**Assignment**
Once you reach the line containing "Note to the class: find the green valance", write out that line and every remaining line of the records exactly.

Stored data entries
_ _ _ _ _
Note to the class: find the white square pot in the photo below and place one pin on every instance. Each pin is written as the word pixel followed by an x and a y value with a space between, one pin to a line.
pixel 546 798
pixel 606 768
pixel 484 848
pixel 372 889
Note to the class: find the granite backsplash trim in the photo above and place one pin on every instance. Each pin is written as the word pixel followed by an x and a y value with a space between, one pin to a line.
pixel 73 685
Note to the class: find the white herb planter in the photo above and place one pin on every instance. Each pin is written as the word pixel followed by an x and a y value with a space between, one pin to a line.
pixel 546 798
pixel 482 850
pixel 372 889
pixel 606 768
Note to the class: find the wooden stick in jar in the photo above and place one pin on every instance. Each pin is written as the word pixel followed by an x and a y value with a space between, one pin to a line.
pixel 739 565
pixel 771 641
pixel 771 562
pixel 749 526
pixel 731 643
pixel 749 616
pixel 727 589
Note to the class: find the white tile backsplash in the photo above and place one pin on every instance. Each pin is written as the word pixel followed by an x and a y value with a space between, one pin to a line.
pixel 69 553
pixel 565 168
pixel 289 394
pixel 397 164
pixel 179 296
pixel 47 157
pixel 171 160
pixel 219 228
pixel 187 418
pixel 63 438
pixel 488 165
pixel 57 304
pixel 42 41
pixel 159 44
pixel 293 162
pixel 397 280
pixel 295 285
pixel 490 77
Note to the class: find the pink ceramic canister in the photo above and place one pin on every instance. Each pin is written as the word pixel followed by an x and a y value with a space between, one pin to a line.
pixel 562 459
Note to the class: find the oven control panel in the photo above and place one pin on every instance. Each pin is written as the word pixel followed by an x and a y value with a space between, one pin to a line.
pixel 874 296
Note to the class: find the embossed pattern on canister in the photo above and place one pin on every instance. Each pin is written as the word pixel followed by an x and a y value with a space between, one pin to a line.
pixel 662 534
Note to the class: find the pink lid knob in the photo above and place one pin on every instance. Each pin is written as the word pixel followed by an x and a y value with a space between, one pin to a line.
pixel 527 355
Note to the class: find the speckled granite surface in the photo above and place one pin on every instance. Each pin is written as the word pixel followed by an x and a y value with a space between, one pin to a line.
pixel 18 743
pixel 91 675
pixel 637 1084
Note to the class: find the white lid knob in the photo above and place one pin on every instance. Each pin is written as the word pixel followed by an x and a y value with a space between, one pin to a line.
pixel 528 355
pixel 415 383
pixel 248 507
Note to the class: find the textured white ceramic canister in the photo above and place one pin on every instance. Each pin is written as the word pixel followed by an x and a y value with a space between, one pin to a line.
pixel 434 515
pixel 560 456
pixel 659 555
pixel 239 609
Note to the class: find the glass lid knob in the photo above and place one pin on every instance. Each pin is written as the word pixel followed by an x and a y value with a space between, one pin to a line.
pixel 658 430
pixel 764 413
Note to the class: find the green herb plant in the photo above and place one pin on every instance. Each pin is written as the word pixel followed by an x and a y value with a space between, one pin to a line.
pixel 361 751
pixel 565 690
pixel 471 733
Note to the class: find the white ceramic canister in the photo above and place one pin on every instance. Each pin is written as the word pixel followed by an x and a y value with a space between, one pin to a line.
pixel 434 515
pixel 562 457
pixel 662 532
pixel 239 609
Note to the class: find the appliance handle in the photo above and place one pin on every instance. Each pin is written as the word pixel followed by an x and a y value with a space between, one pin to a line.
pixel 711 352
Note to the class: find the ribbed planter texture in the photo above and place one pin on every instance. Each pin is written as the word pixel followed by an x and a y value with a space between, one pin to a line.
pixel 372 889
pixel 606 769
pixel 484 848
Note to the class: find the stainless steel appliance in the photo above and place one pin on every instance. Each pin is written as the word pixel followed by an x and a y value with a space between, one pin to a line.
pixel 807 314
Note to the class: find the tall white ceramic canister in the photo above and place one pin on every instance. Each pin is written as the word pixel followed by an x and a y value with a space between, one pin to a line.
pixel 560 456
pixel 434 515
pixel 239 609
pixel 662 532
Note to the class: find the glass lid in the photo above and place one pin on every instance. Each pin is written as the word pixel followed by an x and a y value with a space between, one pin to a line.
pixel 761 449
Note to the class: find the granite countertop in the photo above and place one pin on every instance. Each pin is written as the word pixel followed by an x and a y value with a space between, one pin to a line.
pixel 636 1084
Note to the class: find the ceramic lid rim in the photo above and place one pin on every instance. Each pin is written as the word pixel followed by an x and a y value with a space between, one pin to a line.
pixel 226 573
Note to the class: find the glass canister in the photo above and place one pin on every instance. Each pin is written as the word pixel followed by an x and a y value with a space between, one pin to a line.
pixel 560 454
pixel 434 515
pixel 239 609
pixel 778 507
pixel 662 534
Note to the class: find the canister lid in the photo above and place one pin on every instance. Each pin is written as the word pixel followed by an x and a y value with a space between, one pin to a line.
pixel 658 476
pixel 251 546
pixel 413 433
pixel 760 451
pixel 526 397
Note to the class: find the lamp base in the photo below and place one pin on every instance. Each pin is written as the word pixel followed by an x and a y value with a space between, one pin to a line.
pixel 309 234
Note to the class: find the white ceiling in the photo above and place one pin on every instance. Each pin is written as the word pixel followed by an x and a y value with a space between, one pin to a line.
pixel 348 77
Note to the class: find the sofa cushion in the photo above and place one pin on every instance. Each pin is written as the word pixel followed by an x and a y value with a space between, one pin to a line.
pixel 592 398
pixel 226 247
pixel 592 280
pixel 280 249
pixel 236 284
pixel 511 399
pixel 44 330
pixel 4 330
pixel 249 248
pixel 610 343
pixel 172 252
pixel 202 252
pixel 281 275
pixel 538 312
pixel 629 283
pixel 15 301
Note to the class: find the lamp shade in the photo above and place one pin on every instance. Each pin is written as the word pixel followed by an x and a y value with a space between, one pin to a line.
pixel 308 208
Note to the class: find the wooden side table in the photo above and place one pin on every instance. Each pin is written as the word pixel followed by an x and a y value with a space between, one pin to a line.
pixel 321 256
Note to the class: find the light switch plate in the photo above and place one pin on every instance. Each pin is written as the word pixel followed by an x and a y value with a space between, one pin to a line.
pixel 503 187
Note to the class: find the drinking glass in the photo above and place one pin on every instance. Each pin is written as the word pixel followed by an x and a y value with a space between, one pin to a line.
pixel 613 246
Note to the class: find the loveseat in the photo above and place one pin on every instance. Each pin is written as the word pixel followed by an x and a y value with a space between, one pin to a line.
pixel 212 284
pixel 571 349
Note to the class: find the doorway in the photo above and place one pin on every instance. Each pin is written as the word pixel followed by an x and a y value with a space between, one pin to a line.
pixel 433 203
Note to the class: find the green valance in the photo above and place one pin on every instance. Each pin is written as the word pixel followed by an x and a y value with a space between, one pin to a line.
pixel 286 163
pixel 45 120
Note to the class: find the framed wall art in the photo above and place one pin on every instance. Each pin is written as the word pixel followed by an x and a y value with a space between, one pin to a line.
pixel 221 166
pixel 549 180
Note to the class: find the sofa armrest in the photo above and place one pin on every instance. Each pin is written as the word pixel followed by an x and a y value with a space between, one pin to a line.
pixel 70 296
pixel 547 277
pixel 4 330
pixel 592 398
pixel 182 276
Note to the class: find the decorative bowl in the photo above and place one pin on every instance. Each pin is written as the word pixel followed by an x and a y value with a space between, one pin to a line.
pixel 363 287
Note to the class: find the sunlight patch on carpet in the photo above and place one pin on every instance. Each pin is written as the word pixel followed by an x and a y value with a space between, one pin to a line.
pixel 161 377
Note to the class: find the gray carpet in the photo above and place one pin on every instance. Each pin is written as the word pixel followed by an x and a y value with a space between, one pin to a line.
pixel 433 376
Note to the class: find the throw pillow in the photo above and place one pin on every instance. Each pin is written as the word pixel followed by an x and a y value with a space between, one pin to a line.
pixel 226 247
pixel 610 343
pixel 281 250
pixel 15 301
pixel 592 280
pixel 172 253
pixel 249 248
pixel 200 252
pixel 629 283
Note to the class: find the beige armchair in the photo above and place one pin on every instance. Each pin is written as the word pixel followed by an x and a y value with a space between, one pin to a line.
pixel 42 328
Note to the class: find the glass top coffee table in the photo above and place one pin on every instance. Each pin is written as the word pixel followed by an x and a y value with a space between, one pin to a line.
_ _ _ _ _
**Task result**
Note to the class: find the green valance in the photo above and place one pin on every instance. Each pin is written as the word pixel followed by an x and a y value with a space between, one pin to a line.
pixel 286 163
pixel 45 120
Note to the class: find the framed wall art in the photo above and place one pin on every instance. Each pin is written as the word pixel followed by an x and a y value with a space between, one pin to a line.
pixel 221 166
pixel 549 180
Note to the class: find the sofa armrest in the photo above and place one pin on every instance. Each pin is written as the word pixel followed by an x and a y value with a space between, one pin to a line.
pixel 70 296
pixel 547 277
pixel 4 330
pixel 592 398
pixel 182 276
Note to the class: find the decorative bowl in the photo above and place one pin on every instance. Each pin is written as the word pixel followed by an x and a y value with a space between, one pin to a line.
pixel 363 287
Note to the class: find the sunlight patch on carpet in the photo above and place one pin on every instance. Each pin is written as the word pixel followed by an x and a y value with a space between, one pin to a line.
pixel 161 377
Note to the class: find the gray carpet in the photo above and place one pin on every instance. Each pin is written as the word pixel followed by an x and a y value with a space between, one pin to a line.
pixel 433 376
Note to the class: find the throw pillow in the photo above and place one pin on every instance. Each pin is written as the word pixel followed by an x and a y value with a space between, one pin to a line.
pixel 226 247
pixel 610 343
pixel 281 250
pixel 15 301
pixel 592 280
pixel 172 253
pixel 249 248
pixel 200 252
pixel 629 283
Note to the class: find the beige armchair in the photo above and place one pin on every instance. Each pin is written as the word pixel followed by an x and a y value with a space between, one pin to a line.
pixel 42 328
Note to the class: find the glass top coffee table in the photo above and place one pin on every instance. Each pin is written as the word pixel followed by an x and a y value with a space between, one pin to a line.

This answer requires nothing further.